Latihan Singkat A: Salin kata demi kata bagian teks tentang syarat diterimanya syahadat, dimulai dengan "Materi Tarbiyah: Syarat" dan berlanjut sampai "syahadat yang benar.".
Latihan Singkat B:
Tentukan apakah setiap pernyataan berikut sesuai dengan teks tentang syarat diterimanya syahadat, lalu jawab ya atau tidak beserta kutipan persis kata-kata teks yang menentukannya.
(i) Orang yang berikrar syahadat dengan lisan tetapi hatinya menolak kebenaran disebut munafiq I'tiqady.
(ii) Menurut teks, syahadat hanyalah kata-kata biasa.
(iii) Penolakan terhadap makna dan kandungan syahadat tidak berpengaruh pada persaksian yang telah diikrarkan.

Materi Tarbiyah : Syarat Diterimanya Syahadat (2)
Materi Tarbiyah: Syarat Diterimanya Syahadat (2)
***
Penerimaan (Al-Qabuul)
Syahadat bukan kata-kata biasa. Ia adalah pernyataan, sumpah, sekaligus janji. Dengan demikian, jika kalimat syahadat itu tidak dibarengi dengan penerimaan secara total atas semua kandungannya, maka ia tidak bisa lagi disebut syahadat yang benar.
Setiap orang yang mengikrarkan syahadat harus menerima konsekuensi kalimat tersebut dengan hati dan lisannya. Seorang yang berikrar syahadat dengan lisannya akan tetapi hatinya menolak kebenaran disebut sbg munafiq I'tiqady. Seperti Abdullah bin Ubai bin Salul, ia berikrar syahadat tetapi hatinya menolak. Ialah contoh munafiq I'tiqady, kendatipun telah berikrar syahadat, namun tak ada indikasi penerimaan konsekuensi syahadat tersebut dalam dirinya.
يَا أَيُّهَا الَّذِينَ آَمَنُوا اسْتَجِيبُوا لِلَّهِ وَلِلرَّسُولِ إِذَا دَعَاكُمْ لِمَا يُحْيِيكُمْ [الأنفال/24]
Wahai orang-orang yang beirman, penuhilah seruan Allah dan Rasul-Nya apabila dia menyeru kepada agama yang menghidupkanmu… (QS. An-Anfal : 24)
Ikrar syahadat baru diterima di sisi Allah apabila disertai penerimaan yang total atas konsekuensi yang menyertainya. Penolakan akan makna dan kandungan syahadat akan berdampak merusak persaksian yang telah diikrarkan.
Allah SWT mengecam kaum yang menolak kalimat tauhid.

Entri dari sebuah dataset
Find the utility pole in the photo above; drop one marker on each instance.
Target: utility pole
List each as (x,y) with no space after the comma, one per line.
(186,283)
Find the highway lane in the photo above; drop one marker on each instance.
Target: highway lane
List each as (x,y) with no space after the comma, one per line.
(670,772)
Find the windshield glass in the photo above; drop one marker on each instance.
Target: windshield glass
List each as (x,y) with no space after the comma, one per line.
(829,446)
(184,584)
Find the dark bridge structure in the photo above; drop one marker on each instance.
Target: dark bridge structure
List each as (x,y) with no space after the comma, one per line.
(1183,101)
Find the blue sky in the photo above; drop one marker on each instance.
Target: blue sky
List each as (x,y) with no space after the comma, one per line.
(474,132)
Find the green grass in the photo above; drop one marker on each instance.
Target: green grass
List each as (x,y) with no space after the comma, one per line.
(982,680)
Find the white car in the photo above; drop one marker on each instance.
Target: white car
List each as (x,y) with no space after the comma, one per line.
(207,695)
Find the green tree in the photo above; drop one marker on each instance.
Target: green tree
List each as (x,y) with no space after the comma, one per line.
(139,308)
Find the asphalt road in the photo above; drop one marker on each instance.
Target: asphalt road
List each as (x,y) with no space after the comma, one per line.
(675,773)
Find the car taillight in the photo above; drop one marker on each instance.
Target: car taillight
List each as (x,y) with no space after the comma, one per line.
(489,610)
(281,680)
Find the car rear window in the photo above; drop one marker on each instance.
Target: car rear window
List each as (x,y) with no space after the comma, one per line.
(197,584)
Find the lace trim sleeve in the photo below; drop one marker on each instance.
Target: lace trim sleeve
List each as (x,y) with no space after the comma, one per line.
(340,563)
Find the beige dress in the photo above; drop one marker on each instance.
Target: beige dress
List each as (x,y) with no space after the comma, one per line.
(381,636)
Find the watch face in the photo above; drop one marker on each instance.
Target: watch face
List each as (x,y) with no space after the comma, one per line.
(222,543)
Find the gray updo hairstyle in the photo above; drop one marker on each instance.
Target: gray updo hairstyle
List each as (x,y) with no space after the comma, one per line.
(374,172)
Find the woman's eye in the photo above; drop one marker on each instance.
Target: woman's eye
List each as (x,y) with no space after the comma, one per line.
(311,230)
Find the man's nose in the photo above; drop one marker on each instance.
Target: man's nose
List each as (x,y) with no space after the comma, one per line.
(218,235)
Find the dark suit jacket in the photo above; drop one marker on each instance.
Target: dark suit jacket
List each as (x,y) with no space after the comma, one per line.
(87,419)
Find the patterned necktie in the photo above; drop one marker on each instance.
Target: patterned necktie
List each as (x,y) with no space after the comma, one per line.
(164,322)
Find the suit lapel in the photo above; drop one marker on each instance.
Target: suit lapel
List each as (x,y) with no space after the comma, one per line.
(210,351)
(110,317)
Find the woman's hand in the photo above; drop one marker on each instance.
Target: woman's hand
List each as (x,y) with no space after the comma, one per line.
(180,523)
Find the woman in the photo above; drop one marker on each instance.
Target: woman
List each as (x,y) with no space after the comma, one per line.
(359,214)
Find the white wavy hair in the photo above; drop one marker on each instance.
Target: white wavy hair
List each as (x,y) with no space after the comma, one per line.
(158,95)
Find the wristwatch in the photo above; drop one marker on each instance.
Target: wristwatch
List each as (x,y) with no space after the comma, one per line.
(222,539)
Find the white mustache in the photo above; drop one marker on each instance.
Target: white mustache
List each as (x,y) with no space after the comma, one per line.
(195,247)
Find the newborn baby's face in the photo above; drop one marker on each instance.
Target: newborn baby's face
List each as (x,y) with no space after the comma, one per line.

Jawaban Tugas A:
Materi Tarbiyah: Syarat Diterimanya Syahadat (2)
***
Penerimaan (Al-Qabuul)
Syahadat bukan kata-kata biasa. Ia adalah pernyataan, sumpah, sekaligus janji. Dengan demikian, jika kalimat syahadat itu tidak dibarengi dengan penerimaan secara total atas semua kandungannya, maka ia tidak bisa lagi disebut syahadat yang benar.

Jawaban Tugas B:
(i) Ya: "Seorang yang berikrar syahadat dengan lisannya akan tetapi hatinya menolak kebenaran disebut sbg munafiq I'tiqady."
(ii) Tidak: "Syahadat bukan kata-kata biasa."
(iii) Tidak: "Penolakan akan makna dan kandungan syahadat akan berdampak merusak persaksian yang telah diikrarkan."